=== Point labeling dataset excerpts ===

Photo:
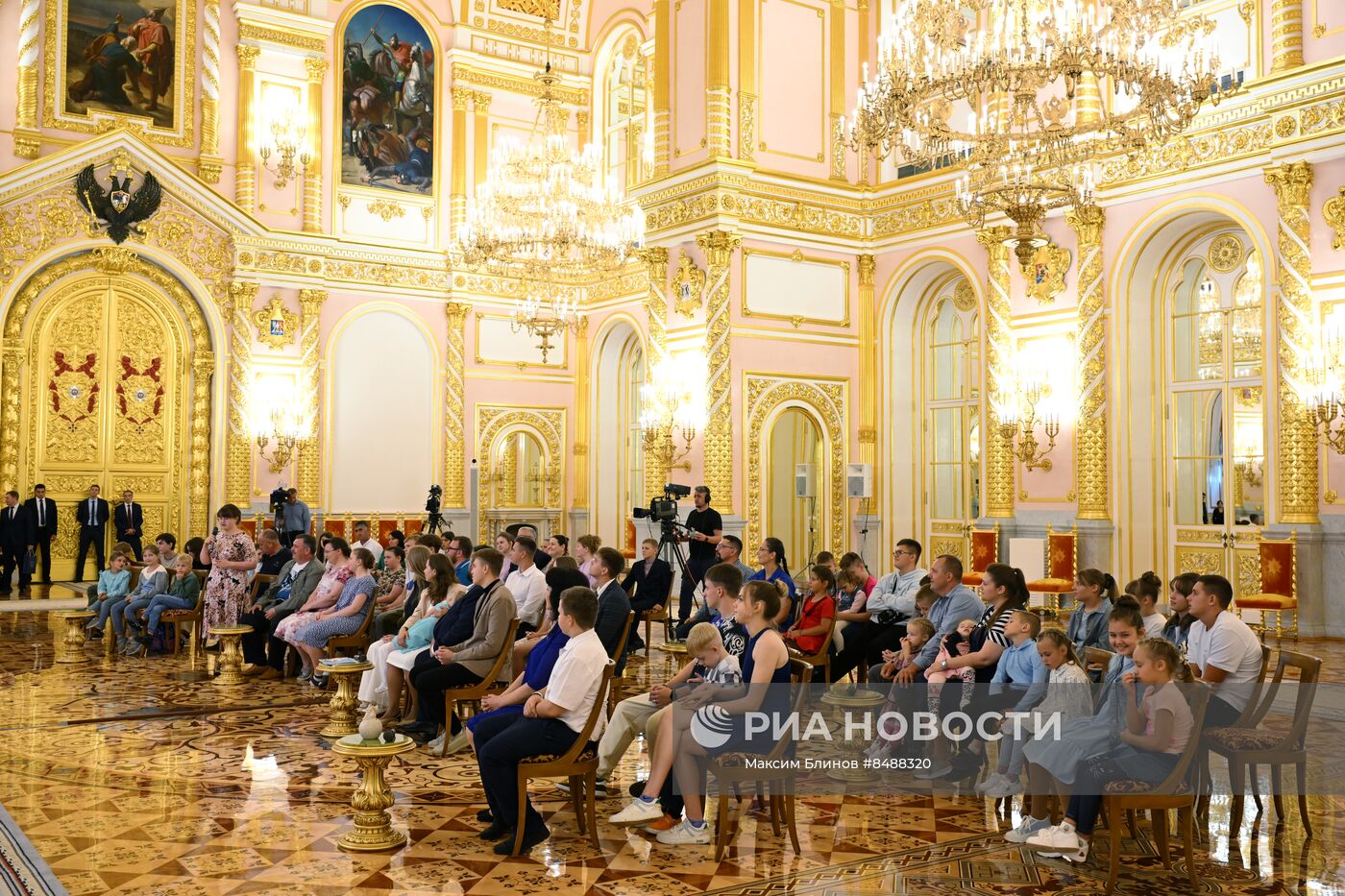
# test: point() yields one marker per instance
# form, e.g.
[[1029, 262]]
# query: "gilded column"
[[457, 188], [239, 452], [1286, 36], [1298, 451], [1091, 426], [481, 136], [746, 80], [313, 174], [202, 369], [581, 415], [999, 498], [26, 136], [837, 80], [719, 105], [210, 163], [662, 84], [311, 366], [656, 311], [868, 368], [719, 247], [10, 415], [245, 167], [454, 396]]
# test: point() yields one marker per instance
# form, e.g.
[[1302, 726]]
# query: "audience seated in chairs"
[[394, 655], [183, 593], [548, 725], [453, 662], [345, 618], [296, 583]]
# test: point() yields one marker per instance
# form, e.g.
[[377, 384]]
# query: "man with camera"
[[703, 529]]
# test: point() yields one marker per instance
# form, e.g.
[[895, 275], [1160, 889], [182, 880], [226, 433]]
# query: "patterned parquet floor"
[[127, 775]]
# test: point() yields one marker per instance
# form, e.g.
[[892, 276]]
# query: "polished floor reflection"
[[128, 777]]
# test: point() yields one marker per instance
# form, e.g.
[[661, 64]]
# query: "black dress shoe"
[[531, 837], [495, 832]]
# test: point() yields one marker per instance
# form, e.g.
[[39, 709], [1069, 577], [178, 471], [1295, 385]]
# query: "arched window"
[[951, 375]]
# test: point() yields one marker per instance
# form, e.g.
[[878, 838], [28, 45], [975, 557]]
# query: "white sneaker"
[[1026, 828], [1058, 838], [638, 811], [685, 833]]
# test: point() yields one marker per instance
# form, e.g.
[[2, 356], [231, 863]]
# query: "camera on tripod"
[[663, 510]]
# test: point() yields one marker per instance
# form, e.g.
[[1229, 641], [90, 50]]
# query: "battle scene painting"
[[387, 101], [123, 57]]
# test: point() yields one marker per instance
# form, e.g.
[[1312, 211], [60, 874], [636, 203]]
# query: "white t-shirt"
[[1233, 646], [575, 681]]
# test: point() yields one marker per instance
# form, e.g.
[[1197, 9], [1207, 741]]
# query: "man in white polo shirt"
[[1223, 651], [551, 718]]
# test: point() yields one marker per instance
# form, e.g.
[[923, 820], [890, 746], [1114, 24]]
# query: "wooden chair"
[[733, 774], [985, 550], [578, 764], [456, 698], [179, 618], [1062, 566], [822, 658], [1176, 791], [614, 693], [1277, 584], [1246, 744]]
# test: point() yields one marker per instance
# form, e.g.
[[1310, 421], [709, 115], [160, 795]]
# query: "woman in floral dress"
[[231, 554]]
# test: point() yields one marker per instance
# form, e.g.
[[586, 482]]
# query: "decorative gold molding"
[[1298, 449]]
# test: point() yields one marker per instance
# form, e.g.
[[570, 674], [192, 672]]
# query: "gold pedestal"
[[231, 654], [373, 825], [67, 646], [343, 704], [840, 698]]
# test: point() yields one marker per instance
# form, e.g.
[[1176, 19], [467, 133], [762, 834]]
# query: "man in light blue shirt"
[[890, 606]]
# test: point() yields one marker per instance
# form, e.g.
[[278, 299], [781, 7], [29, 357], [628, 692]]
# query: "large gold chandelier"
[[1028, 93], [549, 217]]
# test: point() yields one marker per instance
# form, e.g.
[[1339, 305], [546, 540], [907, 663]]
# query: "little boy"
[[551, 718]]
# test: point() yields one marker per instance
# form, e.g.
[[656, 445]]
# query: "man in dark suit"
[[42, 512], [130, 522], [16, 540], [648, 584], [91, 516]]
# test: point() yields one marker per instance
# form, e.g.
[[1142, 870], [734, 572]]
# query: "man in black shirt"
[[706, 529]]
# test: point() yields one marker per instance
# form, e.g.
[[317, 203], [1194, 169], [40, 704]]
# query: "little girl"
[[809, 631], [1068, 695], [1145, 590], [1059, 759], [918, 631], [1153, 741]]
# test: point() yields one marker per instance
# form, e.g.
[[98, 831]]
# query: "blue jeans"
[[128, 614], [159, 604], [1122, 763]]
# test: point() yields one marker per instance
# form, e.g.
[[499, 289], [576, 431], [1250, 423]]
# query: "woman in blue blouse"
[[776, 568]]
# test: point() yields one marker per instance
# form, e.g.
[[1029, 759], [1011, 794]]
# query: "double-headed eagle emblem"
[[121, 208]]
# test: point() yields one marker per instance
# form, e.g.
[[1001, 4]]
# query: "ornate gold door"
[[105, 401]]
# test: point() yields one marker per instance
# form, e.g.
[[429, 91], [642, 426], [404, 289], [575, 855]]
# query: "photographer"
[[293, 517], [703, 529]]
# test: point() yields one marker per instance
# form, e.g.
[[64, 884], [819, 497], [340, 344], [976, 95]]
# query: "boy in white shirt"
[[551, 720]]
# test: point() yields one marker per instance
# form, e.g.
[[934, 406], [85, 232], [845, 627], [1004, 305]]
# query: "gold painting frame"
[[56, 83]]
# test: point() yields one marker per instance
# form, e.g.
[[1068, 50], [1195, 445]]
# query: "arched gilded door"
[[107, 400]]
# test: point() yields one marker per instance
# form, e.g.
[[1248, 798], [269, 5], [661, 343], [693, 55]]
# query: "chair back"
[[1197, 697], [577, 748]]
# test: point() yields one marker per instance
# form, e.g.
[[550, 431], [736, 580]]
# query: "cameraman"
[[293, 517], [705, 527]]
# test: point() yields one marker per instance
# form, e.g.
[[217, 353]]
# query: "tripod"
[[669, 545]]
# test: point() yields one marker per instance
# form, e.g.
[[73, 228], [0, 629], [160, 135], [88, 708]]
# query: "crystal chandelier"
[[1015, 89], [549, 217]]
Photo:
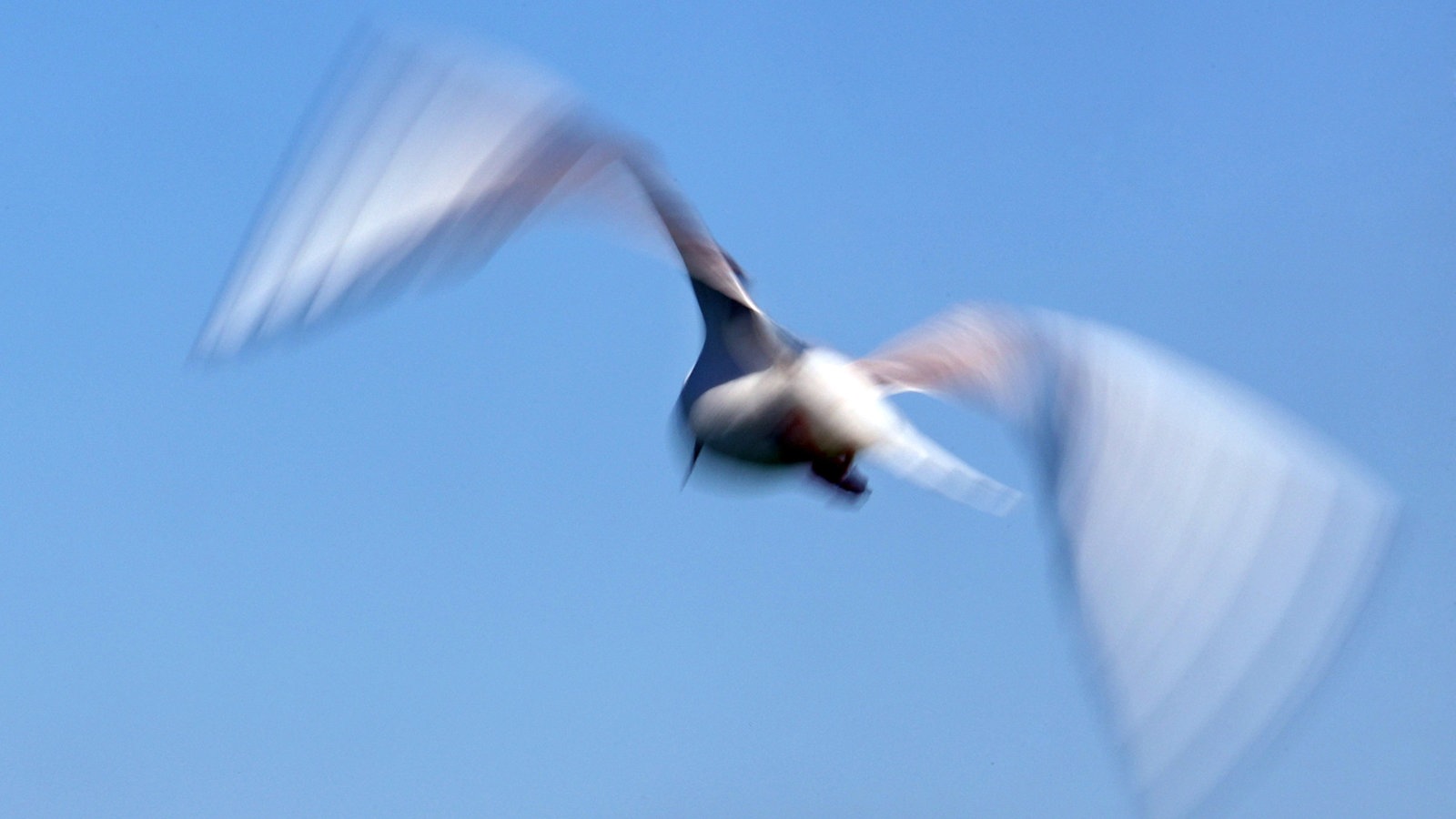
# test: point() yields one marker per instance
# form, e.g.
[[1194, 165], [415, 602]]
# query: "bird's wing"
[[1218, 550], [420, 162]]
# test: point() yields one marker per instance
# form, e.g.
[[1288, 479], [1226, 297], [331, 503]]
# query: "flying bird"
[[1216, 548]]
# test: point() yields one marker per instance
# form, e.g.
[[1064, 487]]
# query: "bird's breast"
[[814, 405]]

--

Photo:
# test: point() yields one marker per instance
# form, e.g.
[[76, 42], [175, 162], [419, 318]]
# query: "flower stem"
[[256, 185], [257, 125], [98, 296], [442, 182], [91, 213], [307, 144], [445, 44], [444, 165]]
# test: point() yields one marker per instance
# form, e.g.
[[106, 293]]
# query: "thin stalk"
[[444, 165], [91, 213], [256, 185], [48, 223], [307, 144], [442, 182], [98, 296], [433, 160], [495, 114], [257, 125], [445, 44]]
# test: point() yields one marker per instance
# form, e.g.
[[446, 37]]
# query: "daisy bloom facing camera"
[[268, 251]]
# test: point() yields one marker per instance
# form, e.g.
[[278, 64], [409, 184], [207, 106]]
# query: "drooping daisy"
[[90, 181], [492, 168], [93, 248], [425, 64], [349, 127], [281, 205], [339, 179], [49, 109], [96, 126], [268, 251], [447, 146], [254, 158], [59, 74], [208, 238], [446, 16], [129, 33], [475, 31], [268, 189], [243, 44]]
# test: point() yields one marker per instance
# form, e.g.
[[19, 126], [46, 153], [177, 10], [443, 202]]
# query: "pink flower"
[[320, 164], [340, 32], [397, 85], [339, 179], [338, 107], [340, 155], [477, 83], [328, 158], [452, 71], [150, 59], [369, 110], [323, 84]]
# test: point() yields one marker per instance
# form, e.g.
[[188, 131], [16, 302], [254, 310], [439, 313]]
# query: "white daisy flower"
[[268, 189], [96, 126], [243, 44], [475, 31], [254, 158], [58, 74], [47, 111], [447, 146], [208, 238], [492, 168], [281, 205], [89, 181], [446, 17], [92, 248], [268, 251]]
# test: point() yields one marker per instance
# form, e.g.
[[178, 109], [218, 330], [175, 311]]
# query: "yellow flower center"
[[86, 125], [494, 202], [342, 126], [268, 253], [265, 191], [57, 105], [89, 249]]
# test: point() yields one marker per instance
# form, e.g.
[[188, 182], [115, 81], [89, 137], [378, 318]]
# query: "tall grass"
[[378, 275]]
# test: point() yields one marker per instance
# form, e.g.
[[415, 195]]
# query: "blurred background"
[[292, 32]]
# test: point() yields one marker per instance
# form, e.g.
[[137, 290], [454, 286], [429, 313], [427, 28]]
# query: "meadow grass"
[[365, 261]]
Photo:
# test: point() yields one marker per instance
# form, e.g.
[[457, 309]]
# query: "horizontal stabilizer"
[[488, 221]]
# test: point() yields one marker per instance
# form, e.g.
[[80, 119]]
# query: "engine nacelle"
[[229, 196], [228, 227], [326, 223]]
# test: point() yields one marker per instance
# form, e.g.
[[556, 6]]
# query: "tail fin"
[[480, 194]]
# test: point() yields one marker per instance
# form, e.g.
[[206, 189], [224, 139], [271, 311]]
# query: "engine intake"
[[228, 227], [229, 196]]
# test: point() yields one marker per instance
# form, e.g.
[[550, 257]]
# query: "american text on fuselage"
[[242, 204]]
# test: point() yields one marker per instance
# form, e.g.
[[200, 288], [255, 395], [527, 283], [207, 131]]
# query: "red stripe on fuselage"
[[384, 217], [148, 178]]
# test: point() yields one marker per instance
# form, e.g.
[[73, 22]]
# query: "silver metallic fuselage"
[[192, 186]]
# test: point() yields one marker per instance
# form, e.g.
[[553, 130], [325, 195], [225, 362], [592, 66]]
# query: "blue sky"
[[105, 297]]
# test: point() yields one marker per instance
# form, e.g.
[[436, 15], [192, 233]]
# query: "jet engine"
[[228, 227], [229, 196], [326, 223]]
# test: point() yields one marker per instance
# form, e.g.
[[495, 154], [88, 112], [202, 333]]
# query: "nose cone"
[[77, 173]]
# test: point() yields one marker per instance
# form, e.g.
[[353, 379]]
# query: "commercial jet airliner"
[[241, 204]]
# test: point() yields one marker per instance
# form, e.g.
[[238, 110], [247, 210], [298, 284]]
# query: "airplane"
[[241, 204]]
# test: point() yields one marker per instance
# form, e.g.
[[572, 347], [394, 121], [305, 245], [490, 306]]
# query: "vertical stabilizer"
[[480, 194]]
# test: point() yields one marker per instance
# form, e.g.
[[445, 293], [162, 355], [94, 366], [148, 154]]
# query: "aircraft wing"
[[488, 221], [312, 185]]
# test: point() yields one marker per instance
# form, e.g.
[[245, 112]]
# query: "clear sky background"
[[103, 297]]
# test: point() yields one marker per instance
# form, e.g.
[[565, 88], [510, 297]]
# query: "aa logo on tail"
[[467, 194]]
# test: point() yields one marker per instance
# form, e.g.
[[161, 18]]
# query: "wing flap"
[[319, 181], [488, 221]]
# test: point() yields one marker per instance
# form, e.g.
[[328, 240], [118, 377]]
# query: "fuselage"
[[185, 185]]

==

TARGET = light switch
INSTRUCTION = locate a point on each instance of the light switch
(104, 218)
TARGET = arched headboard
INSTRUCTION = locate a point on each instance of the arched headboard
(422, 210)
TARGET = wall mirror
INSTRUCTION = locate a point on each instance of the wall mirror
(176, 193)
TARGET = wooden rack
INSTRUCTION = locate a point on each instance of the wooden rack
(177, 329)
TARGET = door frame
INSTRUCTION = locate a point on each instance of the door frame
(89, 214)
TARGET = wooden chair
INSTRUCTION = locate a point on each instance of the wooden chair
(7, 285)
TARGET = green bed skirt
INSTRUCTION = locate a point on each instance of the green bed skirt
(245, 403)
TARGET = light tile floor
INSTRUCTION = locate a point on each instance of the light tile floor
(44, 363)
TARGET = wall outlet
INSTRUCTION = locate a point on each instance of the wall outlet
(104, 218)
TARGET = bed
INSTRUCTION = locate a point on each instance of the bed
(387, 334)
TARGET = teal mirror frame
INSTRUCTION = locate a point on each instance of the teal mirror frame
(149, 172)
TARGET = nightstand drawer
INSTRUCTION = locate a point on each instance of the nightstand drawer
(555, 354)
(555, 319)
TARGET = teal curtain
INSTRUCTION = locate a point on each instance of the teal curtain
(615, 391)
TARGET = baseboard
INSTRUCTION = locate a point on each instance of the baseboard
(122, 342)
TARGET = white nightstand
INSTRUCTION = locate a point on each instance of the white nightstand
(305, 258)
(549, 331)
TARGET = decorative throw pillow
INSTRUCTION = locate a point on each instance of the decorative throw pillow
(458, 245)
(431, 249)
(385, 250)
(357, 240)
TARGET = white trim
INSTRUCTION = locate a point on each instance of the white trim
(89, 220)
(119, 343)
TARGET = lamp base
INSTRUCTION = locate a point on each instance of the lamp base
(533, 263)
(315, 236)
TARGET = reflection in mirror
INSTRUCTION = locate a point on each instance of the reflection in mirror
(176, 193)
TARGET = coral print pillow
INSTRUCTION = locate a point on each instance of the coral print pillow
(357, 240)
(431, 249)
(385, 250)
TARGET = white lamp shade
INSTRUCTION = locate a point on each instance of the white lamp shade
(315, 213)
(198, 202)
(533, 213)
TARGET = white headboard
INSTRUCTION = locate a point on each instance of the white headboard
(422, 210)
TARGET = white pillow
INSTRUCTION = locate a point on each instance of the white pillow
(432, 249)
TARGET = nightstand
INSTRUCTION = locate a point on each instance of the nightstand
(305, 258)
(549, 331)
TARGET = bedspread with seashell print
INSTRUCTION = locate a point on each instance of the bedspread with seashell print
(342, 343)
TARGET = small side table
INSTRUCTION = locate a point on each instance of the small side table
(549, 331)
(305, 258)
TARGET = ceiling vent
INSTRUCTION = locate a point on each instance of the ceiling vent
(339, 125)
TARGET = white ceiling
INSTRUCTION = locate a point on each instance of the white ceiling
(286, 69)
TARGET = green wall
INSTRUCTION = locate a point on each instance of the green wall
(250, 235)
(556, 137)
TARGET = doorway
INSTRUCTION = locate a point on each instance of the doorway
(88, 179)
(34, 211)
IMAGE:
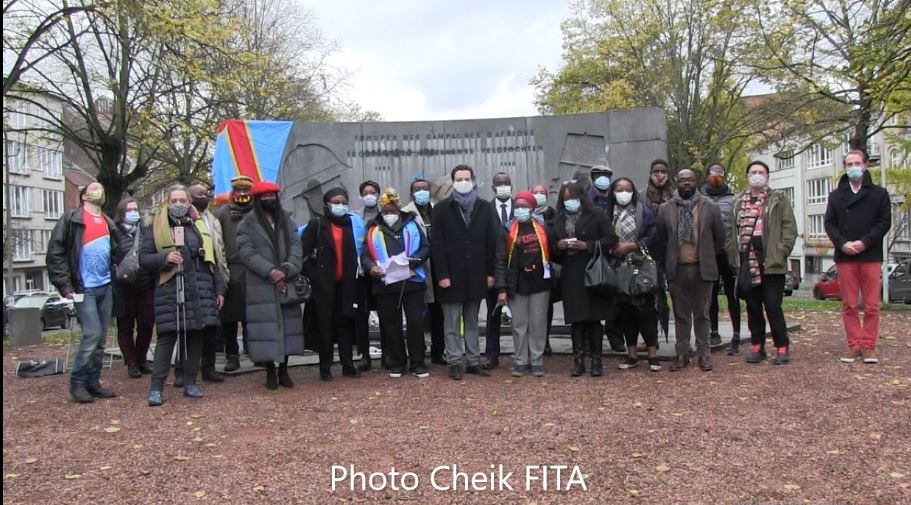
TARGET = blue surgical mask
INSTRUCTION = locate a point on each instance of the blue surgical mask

=== What to do ===
Please pick out every line of the entries above that contains the string "seashell", and copy each one.

=== Result of the task ===
TARGET = bedspread with seashell print
INSTRUCTION = locate a point on each instance of the bedspread with seashell print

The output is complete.